• Source text:
Vinogradov’s mean value theorem

Let $k, n \geqslant 1$ be integers, and $P\in\mathbb Z_+$ be a large integer. Let $J_{k, n}(P)$ be the number of integer solutions of the system of diophantine equations \[\begin{align*} & x_{1}+\cdots+x_{k}-x_{k+1}-\cdots-x_{2 k}=0 \\ & x_{1}^2+\cdots+x_{k}^2-x_{k+1}^2-\cdots-x_{2 k}^2=0 \\ & \hspace{2.05cm}\vdots \hspace{2.65cm}\vdots\tag{HE}\\ & x_{1}^{n}+\cdots+x_{k}^{n}-x_{k+1}^{n}-\cdots-x_{2 k}^{n}= 0, \end{align*}\] where $1 \leqslant x_{1}, \ldots, x_{2 k} \leqslant P$.

Let $r \in\mathbb N$, $n\ge 2$, $k \geqslant n^{2}+n r$, and $P \geqslant P_{0}$ and define \[c_{r}=\frac{1}{2}\left(n^{2}+n\right)\left(1-\frac{1}{n}\right)^{r}.\] Then \[\begin{align*} J_{k, n}(P) \leqslant(4 n)^{4 k r} P^{2 k-(n^{2}+n) / 2+c_{r}}. \tag{*} \end{align*}\]

Basic estimate

For $N_1, N_2 \in\mathbb Z$ such that $N_1<N_2$ and $\alpha\in \mathbb R_+$, we have \[\begin{aligned} \Big|\sum_{n = N_1+1}^{N_2} e(\alpha n)\Big| \leqslant \min \{N_2- N_1, (2\|\alpha\|)^{-1}\}, \end{aligned}\] where $\|\alpha\|$ is the distance of $\alpha$ to the nearest integer, that is, \[\|\alpha\|=\min \big\{\{\alpha\}, 1-\{\alpha\}\big\}\le 1/2.\]

Proof.

If $\alpha\not\in\mathbb Z$, then $\|\alpha\|>0$ and $e(\alpha)\neq0$. Thus \[\begin{aligned} \Big|\sum_{n = N_1+1}^{N_2} e(\alpha n)\Big|&=\Big|e(\alpha (N_1+1))\sum_{n = 0}^{N_2-N_1-1} e(\alpha n)\Big| =\bigg|\frac{e(\alpha (N_2-N_1))-1}{e(\alpha)-1}\bigg|\\ &\le \frac{2}{|e(\alpha)-1|}=\frac{1}{\sin(\pi \|\alpha\|)}\le \frac{1}{2\|\alpha\|}. \end{aligned}\]
Otherwise we have that $\big|\sum_{n = N_1+1}^{N_2} e(\alpha n)\big| \leqslant N_2-N_1$.$$\tag*{$\blacksquare$}$$

Let $\alpha=a / q+\theta / q^{2}$, where $a, q\in \mathbb Z$ are integers such that $(a, q)=1$, and $q \geqslant 1$, and $\theta\in [-1, 1]$. Then for arbitrary $\beta, U\in\mathbb R_+$ and $N \geqslant 1$ we have \[\begin{aligned} \sum_{n \in [N]} \min \bigg\{U, \frac{1}{\|\alpha n+\beta\|}\bigg\} \leqslant 6\left(\frac{N}{q}+1\right)(U+q \log q). \end{aligned}\]

Proof.

• Provided records:
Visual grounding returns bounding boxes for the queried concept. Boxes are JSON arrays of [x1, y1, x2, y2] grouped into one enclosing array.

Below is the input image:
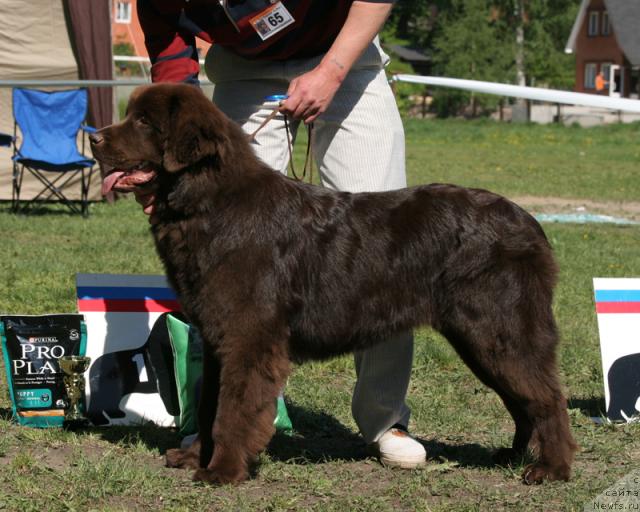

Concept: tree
[[433, 0, 514, 115]]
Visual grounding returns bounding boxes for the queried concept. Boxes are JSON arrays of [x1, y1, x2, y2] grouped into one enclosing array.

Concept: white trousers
[[205, 40, 413, 443]]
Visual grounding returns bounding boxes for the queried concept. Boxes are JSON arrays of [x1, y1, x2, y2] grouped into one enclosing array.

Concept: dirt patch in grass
[[511, 196, 640, 221]]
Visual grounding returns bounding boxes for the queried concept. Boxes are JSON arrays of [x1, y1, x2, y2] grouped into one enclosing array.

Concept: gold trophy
[[58, 356, 91, 427]]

• Goal of the exercise:
In the text on Vinogradov's mean value theorem, what quantity does the notation $\|\alpha\|$ stand for?

• Result for this task:
It is the distance of $\alpha$ to the nearest integer.